╭─ Given data

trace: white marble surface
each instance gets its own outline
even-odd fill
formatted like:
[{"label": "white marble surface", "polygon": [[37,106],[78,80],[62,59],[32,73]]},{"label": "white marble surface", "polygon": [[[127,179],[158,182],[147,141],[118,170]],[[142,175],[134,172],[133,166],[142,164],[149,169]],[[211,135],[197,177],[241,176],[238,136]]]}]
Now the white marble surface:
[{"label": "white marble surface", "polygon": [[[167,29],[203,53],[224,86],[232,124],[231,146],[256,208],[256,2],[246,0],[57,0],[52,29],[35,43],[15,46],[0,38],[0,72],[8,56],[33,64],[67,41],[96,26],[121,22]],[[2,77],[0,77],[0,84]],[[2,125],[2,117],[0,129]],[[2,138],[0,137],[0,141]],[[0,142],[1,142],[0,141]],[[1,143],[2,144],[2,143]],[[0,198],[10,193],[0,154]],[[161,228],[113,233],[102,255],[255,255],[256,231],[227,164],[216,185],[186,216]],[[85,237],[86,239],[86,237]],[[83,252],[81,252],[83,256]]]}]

╰─

Stated exercise ->
Can you arrange the data above as a numbered list, skipping any blank lines?

Result of the task ->
1. trace: white marble surface
2. each instance gets its own outline
3. even-odd fill
4. formatted like:
5. [{"label": "white marble surface", "polygon": [[37,106],[78,80],[62,59],[32,73]]},{"label": "white marble surface", "polygon": [[[127,179],[158,182],[147,141],[118,170]],[[142,175],[134,172],[133,166],[142,164],[149,169]],[[211,135],[197,177],[241,176],[238,136]]]}]
6. Now the white marble surface:
7. [{"label": "white marble surface", "polygon": [[[167,29],[203,53],[224,86],[232,124],[231,146],[256,208],[256,2],[246,0],[57,0],[52,29],[35,43],[15,46],[0,38],[0,72],[8,56],[33,64],[67,41],[96,26],[121,22]],[[2,77],[0,77],[0,84]],[[2,125],[2,117],[0,129]],[[2,138],[0,137],[0,141]],[[0,142],[1,142],[0,141]],[[1,143],[2,144],[2,143]],[[0,198],[10,193],[0,154]],[[161,228],[113,233],[102,255],[255,255],[256,231],[227,164],[216,185],[186,216]],[[85,237],[86,239],[86,237]],[[83,252],[81,252],[83,256]]]}]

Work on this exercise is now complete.